PASSAGE GIVEN
◆ ◆ ◆ ◆

How ‘Against Method’ Was Born and Where It ‘Left’ Us (1968-75) – Part I/III

How Against Method Was Born and Where It Left Us

New Left Books: London 1975, first edition (hardcover)

As is well known, Feyerabend presented Against Method (Feyerabend 1975b) as his own contribution to an ultimately failed joint project: a volume which had been designed to recap the dialogue that Feyerabend had entertained with Imre Lakatos over the previous two decades, but which could not be possibly finalized due to Lakatos’s premature death on 2 February 1974.

This essay is the first part of a book on rationalism that was to be written by Imre Lakatos and myself. I was to attack the rationalist position, Imre was to restate and to defend it, making mincemeat of me in the process. Taken together, the two parts were supposed to give an account of our long debate concerning these matters that had started in 1964, had continued, in letters, lectures, telephone calls, papers, almost to the last day of Imre’s life and had become a natural part of my daily routine. The origin explains the style of the essay: it is a long and rather personal letter to Imre and every wicked phrase it contains was written in anticipation of an even more wicked reply from the recipient. It is also clear that as it stands the book is sadly incomplete. It lacks the most important part: the reply of the person to whom it is addressed. I still publish it as a testimony to the strong, and exhilarating influence Imre Lakatos has had on all of us. (Feyerabend 1975b, p. 7)

In the years following the publication of Against Method, Feyerabend often insisted on the personal, epistolary, nature of the book, with the main aim of justifying the informal, sometimes aggressive, style of its text, whose rhetoric excesses its reviewers had not failed to notice and frown upon. (See, e.g., Feyerabend 1976b, pp. 381-382, 384n1, which later became part of Science in a Free Society).

About twenty years ago, a selection of the letters which Feyerabend and Lakatos exchanged between December 1967 and February 1974 was included in a collection of previously unpublished writings by Lakatos and Feyerabend, edited by Matteo Motterlini for the University of Chicago Press. Indeed, the section of For and Against Method (1999) which goes under the title “The Lakatos-Feyerabend Correspondence (1968-1974)” represents the bulk of the book, covering more than 250 of its roughly 450 pages, and was set up with the explicit “intention of filling [the] gap” (p. 119) left by Lakatos’s missing reply to Feyerabend’s Against Method.

It must be emphasized that Motterlini warns the readers that “[t]he letters chosen […] do not […] make up the whole correspondence” (p. 119) between Lakatos and Feyerabend, but only a specific part of it. More precisely, in accordance with the stated purpose of this section of the collection, the editor only “selected those letters which appeared most relevant to the debate surrounding the ideas of Against Method and those most useful in suggesting Lakatos’s possible response ‘For Method’” (p. 119). In addition, he included “letters dealing specifically with the student revolt of 1968 and important international political affairs of the time” and “letters in which the authors comment on books, papers, conferences, and works of general and specific interest” (pp. 119-120). Admittedly, “[t]here is necessarily a subjective element involved in this choice” of the editor and, to be sure, there are some more such elements in the “cuts and omissions that [Motterlini] deemed necessary in reference to strictly private matters, or simply in order to avoid repetition and improve the readability of the text” (p. 120). However, the editor assures that, “[b]y and large, the [selected] letters appear in their original form and in full” (p. 120).

◆ ◆ ◆ ◆

(Dataset records on object locations)
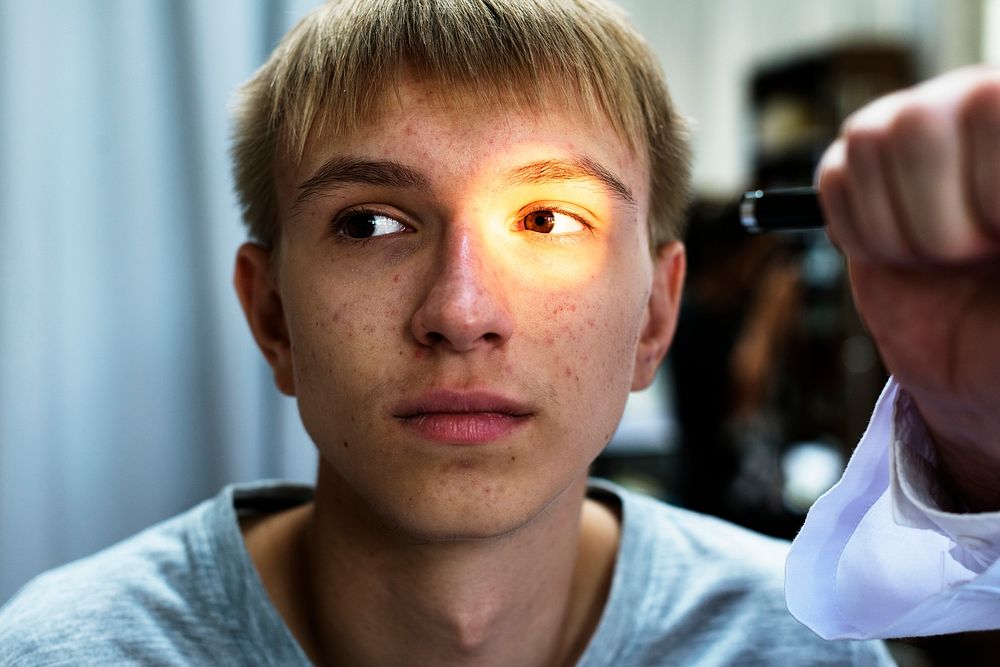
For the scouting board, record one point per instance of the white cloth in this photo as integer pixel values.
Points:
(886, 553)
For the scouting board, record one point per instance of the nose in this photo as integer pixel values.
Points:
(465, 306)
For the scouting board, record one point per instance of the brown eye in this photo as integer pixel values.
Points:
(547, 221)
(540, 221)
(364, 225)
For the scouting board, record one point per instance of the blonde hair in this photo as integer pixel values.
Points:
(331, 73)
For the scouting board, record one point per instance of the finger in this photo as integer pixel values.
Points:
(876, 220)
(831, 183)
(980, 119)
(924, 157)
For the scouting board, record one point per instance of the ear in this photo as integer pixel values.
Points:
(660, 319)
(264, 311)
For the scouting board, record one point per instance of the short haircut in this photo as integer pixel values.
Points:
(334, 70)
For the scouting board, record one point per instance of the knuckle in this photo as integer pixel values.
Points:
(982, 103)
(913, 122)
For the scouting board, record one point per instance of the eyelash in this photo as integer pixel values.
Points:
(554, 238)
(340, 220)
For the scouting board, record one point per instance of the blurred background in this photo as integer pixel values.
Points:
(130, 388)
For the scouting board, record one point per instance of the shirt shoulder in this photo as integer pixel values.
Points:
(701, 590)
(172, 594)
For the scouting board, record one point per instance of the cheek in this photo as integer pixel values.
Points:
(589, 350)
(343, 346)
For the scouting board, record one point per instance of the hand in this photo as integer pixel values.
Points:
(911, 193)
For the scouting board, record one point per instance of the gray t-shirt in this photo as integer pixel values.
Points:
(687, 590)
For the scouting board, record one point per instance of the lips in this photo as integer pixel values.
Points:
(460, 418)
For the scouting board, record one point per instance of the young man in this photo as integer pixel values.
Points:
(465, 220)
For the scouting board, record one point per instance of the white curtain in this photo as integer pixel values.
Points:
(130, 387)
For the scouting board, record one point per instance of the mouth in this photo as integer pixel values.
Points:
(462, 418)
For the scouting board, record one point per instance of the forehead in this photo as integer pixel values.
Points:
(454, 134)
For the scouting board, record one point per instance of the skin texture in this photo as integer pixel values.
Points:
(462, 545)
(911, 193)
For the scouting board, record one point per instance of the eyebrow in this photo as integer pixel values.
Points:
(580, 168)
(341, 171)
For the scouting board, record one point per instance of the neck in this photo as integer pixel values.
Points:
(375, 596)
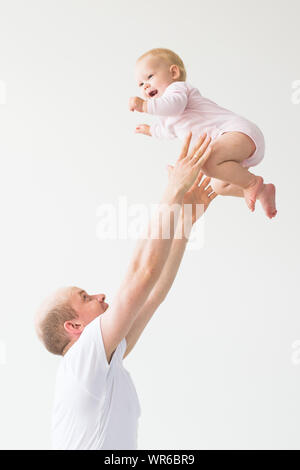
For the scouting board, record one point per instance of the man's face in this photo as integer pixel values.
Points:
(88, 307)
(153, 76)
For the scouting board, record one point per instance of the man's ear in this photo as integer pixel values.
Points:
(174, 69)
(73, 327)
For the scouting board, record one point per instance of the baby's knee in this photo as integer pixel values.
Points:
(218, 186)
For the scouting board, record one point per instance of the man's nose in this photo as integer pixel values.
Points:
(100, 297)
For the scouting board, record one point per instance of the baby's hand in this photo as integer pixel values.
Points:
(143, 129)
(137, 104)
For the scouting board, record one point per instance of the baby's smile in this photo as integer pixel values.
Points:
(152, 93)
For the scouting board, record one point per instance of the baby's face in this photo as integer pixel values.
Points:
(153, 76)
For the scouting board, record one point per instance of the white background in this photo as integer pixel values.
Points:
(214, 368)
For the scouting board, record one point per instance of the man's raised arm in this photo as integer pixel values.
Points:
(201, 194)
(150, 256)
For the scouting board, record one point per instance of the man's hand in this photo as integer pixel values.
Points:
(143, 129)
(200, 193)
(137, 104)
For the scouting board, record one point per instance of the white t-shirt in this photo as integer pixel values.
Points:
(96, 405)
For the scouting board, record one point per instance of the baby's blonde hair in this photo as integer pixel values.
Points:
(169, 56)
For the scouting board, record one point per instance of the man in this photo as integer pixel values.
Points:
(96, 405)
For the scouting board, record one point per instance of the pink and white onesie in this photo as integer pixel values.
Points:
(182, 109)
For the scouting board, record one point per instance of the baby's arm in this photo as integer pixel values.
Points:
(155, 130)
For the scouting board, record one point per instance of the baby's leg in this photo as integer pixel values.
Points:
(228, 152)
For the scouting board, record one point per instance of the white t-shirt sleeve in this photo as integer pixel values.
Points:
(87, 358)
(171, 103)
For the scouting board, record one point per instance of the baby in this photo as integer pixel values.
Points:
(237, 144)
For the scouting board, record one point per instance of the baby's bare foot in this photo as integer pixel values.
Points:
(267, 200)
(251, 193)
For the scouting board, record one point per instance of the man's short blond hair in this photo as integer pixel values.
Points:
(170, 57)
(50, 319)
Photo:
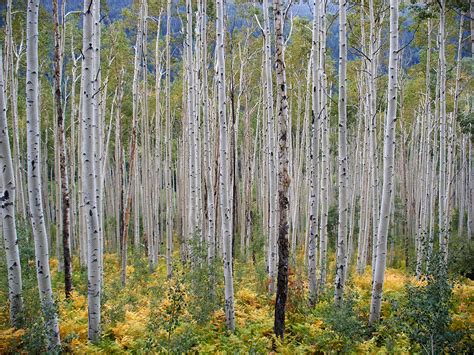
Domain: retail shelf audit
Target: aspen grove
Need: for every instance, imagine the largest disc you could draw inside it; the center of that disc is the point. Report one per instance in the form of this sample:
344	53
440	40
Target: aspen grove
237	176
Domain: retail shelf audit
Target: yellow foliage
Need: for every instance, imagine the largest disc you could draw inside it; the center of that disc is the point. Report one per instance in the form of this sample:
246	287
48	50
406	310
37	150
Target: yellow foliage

◆ ◆ ◆ ◆

DIRECTIVES
1. From the essay on the origins of Against Method, output the passage beginning at the words "How Against Method" and ending after the words "2 February 1974.".
2. Answer the following questions using the essay on the origins of Against Method.
(a) On what date did Imre Lakatos die?
(b) In what year, according to the quoted preface, did the debate between Feyerabend and Lakatos begin?
(c) Who edited the collection For and Against Method?

COMPLETE ANSWERS
1.
How Against Method Was Born and Where It Left Us

New Left Books: London 1975, first edition (hardcover)

As is well known, Feyerabend presented Against Method (Feyerabend 1975b) as his own contribution to an ultimately failed joint project: a volume which had been designed to recap the dialogue that Feyerabend had entertained with Imre Lakatos over the previous two decades, but which could not be possibly finalized due to Lakatos’s premature death on 2 February 1974.

2.
(a) 2 February 1974
(b) 1964
(c) Matteo Motterlini